__Document text__
I am running STAR-solo on SMART-seq2 data. In one manual (https://github.com/alexdobin/STAR/blob/master/docs/STARsolo.md), the Exact mode was recommended plate-based sequencing, which is about deduplication. However, I am still confused whether to deduplicate the reads or not, since many discussion said deduplication is not necessary for RNA-seq data as it could not differentiate PCR or biological duplication.
I have compare them and found that they are quite different regarding the count matrix. Would you recommend me to analyze both Exact and NoDedup mode for downstream analysis to see any difference?
Try both and see if there's any difference in your downstream analysis and what's the correlation between the two approaches.
It's impossible to do anything about the PCR duplicates from the pre-amplification step, but the location-based deduplication might help (or, alternatively, be overly aggressive) for the post-tagmentation PCR.
My personal view: I think people should always try different approaches if computationally feasible (and if they have the time), and report their findings in the supplementary materials of the papers they write (e.g. "we tried X, Y, and Z and observed a very slight difference (Supp. Data 1), and we ultimately decided to proceed with X for the remainder of our analysis"). It might not be relevant to the conclusions of the paper (especially if it's a biology paper and RNAseq is only one method you're using as evidence of your findings) but it would help the bioinformatics field.

__Provided material__
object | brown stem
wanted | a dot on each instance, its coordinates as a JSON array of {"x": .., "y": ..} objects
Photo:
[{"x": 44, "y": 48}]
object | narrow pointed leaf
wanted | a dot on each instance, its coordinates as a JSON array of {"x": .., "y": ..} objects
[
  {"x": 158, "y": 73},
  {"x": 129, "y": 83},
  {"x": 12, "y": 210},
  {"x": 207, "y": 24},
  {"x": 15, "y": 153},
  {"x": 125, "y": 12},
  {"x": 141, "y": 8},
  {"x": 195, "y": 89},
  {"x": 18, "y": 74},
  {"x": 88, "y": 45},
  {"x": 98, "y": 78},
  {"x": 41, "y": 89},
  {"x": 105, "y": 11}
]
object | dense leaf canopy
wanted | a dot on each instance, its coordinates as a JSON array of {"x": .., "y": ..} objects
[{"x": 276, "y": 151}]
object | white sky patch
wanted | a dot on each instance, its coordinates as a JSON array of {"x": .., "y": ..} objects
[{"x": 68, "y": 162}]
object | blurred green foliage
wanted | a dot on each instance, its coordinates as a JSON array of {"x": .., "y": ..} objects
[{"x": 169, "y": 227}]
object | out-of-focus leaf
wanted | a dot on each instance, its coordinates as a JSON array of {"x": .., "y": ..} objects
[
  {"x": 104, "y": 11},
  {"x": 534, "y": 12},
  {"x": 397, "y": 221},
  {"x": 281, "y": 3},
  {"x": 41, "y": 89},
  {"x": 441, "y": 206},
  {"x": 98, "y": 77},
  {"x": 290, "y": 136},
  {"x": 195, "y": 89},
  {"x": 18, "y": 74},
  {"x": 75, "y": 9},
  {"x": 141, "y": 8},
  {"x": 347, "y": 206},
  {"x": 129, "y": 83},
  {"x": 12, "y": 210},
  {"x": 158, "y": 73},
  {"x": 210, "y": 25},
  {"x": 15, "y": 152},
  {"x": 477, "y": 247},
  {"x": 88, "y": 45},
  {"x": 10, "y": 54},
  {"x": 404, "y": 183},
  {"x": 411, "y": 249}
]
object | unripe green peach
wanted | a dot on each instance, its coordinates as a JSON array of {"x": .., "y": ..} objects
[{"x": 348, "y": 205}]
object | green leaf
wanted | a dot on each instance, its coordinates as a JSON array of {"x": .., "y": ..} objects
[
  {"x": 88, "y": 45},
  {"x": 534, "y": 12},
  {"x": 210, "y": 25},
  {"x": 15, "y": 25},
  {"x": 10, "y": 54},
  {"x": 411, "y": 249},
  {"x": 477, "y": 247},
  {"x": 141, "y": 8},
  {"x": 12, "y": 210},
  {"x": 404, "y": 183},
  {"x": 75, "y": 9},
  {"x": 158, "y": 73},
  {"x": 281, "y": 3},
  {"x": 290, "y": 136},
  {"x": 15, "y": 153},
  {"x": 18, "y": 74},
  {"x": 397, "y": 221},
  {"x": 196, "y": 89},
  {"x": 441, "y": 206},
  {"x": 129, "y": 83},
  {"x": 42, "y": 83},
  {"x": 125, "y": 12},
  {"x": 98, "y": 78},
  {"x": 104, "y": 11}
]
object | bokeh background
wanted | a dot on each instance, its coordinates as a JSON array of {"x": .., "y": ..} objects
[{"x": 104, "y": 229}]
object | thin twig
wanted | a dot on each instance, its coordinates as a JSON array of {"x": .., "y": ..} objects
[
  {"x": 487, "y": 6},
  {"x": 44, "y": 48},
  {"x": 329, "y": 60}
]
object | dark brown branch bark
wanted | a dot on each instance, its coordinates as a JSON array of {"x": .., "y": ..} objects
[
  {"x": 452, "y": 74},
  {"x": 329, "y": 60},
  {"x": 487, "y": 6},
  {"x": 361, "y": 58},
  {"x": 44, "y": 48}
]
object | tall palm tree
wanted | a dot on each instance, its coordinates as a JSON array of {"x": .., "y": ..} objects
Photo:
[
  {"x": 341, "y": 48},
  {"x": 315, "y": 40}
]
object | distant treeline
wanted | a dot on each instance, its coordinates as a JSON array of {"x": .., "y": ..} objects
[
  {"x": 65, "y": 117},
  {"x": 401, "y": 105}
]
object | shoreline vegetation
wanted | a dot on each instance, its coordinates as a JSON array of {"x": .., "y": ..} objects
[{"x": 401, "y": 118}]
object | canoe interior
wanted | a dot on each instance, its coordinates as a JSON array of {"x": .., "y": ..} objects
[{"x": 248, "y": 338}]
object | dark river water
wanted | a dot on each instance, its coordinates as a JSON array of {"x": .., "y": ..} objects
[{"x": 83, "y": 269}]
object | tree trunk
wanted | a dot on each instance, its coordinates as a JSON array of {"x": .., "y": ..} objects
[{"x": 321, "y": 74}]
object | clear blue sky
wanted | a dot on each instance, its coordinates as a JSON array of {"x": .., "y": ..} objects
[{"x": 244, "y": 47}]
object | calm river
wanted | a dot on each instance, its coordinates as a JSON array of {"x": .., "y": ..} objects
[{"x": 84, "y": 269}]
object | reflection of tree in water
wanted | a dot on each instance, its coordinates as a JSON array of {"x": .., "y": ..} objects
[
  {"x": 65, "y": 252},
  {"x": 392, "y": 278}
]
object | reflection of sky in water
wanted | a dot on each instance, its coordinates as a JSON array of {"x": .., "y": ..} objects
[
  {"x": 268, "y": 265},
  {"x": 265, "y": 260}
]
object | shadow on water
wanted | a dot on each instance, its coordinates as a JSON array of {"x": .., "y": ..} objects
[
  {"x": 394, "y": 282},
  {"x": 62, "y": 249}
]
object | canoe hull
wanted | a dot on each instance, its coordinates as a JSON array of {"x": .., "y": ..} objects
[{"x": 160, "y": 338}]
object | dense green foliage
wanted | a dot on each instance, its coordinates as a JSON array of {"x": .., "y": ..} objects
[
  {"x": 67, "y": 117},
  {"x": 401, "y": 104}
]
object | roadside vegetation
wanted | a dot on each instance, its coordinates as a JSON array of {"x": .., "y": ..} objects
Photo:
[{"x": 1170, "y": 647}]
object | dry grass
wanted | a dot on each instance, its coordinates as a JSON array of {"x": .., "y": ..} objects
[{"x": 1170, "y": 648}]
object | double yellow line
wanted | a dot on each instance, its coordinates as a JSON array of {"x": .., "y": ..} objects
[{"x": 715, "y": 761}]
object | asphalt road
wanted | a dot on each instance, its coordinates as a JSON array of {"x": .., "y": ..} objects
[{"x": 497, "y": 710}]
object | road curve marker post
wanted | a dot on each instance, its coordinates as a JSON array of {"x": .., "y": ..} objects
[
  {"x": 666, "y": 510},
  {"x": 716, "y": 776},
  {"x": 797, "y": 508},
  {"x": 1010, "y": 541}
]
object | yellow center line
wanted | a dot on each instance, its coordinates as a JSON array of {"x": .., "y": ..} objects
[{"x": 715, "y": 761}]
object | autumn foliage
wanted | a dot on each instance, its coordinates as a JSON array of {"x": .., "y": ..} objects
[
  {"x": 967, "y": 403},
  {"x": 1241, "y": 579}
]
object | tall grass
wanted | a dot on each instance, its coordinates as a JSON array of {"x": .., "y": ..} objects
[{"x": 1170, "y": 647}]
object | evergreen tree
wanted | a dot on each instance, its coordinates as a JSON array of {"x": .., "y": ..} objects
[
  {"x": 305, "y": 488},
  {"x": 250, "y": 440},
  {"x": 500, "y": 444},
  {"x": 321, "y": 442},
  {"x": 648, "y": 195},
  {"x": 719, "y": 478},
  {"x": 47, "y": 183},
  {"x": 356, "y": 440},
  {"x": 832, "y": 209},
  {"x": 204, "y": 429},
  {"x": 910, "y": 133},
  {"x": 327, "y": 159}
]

__Work task__
Copy the passage from the thread on STARsolo deduplication, starting at "It's impossible to" and continuing up to and including "the bioinformatics field.". None of the entries is needed for this work.

__Your response__
It's impossible to do anything about the PCR duplicates from the pre-amplification step, but the location-based deduplication might help (or, alternatively, be overly aggressive) for the post-tagmentation PCR.
My personal view: I think people should always try different approaches if computationally feasible (and if they have the time), and report their findings in the supplementary materials of the papers they write (e.g. "we tried X, Y, and Z and observed a very slight difference (Supp. Data 1), and we ultimately decided to proceed with X for the remainder of our analysis"). It might not be relevant to the conclusions of the paper (especially if it's a biology paper and RNAseq is only one method you're using as evidence of your findings) but it would help the bioinformatics field.